» Passage given
* * * * * * *
He once took the time to explain that it was quite natural that he was terrified by the idea of hell although he did not believe in God. Maybe it was also quite natural that atheist poet João Cabral de Mello Neto ended up dying in Rio, on October 9, a few months before turning 80, while holding hands with his wife Marly de Oliveira and praying to the God he didn't think existed.

According to Marly, after reciting Our Father, the head of João Cabral fell to one side and she thought he had fallen asleep. "It was a moment of beatitude," she commented later. "It was so serene that I wished at that moment that we could go together. I believe it was his contact with religion that made his passage so peaceful. He started having another vision of life."

João Cabral was better known for his long poem Morte e Vida Severina (Severino Life and Death), but he considered this work made at the request of playwright Maria Clara Machado as a Christmas play, a minor one. "I didn't write Morte e Vida Severina for intellectuals," he once told poet Vinicius de Moraes. "I wrote it for the illiterate folks who listen to folk poems at the Santo Amaro open market in Recife."

He once complained against those who asked for more political commitment from him when the play-poem was presented: "I think that some people would like me to go up there on stage and scream at the end of every show: `Long live the agrarian reform.'"

A recluse for most of his life, the poet and diplomat had become even more of a hermit after being struck by blindness in 1994. He rarely gave interviews and stayed in touch only with close friends and family. Losing his sight also made him bitter and he refused to dictate new poems.

The poet was born in Recife on January 9, 1920 in a wealthy family that owned a sugar cane farm, but the contact while growing up with farm workers, drought-stricken folks, and popular literatura de cordel (string literature) made him highly tuned to the plight of the poor peasants. He was very popular among the workers at the farm since he was a little boy. As nobody knew how to read, he became their main source of entertainment.

When these men had some money left they would go to the city and bring little booklets written by improvisers telling in verse stories of love and misadventure, tales of miracles and dreams, the adventures of the heroes and villains of the Northeast. On these occasions, João Cabral was more than happy to oblige and read to them this popular literature_often from the top of an ox cart. Fifty years later he would remember those sessions in "Descoberta da Literatura" (Discovery of Literature), a poem included in the book A Escola das Facas (School of Knifes) from 1979:

No dia-a-dia do engenho,
toda a semana, durante,
cochichavam-me em segredo:
saiu um novo romance.
E da feira do domingo
me traziam conspirantes
para que os lesse e explicasse
um romance de barbante...


In the sugar-mill's day-to-day,
the whole week, throughout,
they whispered to me in secrecy:
there is a new novel out.
* * * * * * *
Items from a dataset
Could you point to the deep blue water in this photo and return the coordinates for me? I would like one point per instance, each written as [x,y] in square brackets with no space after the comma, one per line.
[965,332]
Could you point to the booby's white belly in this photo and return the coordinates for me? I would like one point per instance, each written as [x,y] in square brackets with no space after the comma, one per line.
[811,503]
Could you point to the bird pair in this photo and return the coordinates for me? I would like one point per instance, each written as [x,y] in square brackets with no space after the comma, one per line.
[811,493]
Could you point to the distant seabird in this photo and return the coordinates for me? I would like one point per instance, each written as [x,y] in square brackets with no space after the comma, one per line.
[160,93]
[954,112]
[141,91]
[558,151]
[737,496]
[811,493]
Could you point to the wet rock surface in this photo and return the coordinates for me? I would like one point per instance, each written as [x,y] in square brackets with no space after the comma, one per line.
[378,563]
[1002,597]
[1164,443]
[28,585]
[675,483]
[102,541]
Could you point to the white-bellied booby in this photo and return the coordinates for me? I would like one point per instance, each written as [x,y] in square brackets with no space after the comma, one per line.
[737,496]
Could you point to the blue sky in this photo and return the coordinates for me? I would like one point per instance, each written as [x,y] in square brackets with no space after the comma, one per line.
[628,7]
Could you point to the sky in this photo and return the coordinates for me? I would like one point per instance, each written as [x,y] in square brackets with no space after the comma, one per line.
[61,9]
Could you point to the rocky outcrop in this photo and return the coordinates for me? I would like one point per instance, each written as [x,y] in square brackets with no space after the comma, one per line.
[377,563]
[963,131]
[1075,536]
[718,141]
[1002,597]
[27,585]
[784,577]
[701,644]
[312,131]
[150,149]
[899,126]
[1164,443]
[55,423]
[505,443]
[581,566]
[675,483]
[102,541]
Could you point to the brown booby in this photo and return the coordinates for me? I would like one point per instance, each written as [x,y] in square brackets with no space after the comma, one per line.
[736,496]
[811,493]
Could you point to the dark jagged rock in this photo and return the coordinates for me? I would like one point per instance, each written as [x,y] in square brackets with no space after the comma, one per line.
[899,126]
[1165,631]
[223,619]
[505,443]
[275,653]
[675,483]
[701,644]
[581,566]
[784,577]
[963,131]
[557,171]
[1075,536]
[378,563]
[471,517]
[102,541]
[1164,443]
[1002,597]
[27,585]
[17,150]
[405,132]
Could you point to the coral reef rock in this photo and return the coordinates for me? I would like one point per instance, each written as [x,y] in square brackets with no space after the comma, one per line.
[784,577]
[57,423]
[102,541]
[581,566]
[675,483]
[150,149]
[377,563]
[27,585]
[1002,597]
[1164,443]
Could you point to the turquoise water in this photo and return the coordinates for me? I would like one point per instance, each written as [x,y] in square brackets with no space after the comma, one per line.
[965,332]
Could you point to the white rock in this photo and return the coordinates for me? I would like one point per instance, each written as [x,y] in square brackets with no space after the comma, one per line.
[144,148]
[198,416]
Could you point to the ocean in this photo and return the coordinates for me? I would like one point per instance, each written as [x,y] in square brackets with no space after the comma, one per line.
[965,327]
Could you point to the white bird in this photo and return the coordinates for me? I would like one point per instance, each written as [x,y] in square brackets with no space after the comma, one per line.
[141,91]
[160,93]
* * * * * * *
» Set tasks
(a) Output the records from the line containing "Could you point to the white rock" through the last line of the records, both included, as a JSON list of strings with one string per line and blank lines omitted.
(b) Write what comes next in the piece about the poet João Cabral de Mello Neto, picking up right after its final line.

» Answers to the tasks
(a)
[
  "Could you point to the white rock in this photo and return the coordinates for me? I would like one point per instance, each written as [x,y] in square brackets with no space after the comma, one per line.",
  "[144,148]",
  "[198,416]",
  "Could you point to the ocean in this photo and return the coordinates for me? I would like one point per instance, each written as [x,y] in square brackets with no space after the comma, one per line.",
  "[965,327]",
  "Could you point to the white bird in this photo and return the coordinates for me? I would like one point per instance, each written as [x,y] in square brackets with no space after the comma, one per line.",
  "[141,91]",
  "[160,93]"
]

(b)
And from the Sunday open market
they brought me conspiring
so I read them and explained
a novel of string…

He moved from Recife (capital of Pernambuco) to Rio in 1945. He was still 17 when he started to work as a bureaucrat and continued doing this for eight more years. During this time he wrote poet Carlos Drummond de Andrade an untitled poem that remained unpublished for more than 50 years:

Difícil ser funcionário
nesta segunda-feira.
Eu te telefono, Carlos,
pedindo conselho.
Não é lá fora o dia
que me deixa assim...
É a dor das coisas,
o luto desta mesa;
é o regimento proibindo
assovios, versos, flores...


Hard to be a public servant
this Monday.
I call you on the phone, Carlos,
asking for advice.
It's not the day outside
that makes me like that…
It's the pain of things,
this table's mourning;
it's the regulation forbidding
whistling, verses, flowers…

He was 22 when his first book, A Pedra do Sono (The Sleep's Stone), was released. The work, a manifesto against the dominant poetry of the time_Parnasianism and its adherence to metrical form_became a landmark and an inspiration for future poets. Three years later, in 1945, he published O Engenheiro (The Engineer). By this time, he had already become friends with the best poets of the day: Vinicius de Moraes, Murilo Mendes, Jorge de Lima, and Carlos Drummond de Andrade. In 1946 he married Stella Maria Barbosa de Oliveira_granddaughter of renowned writer Rui Barbosa (1849-1923).Together they had five children.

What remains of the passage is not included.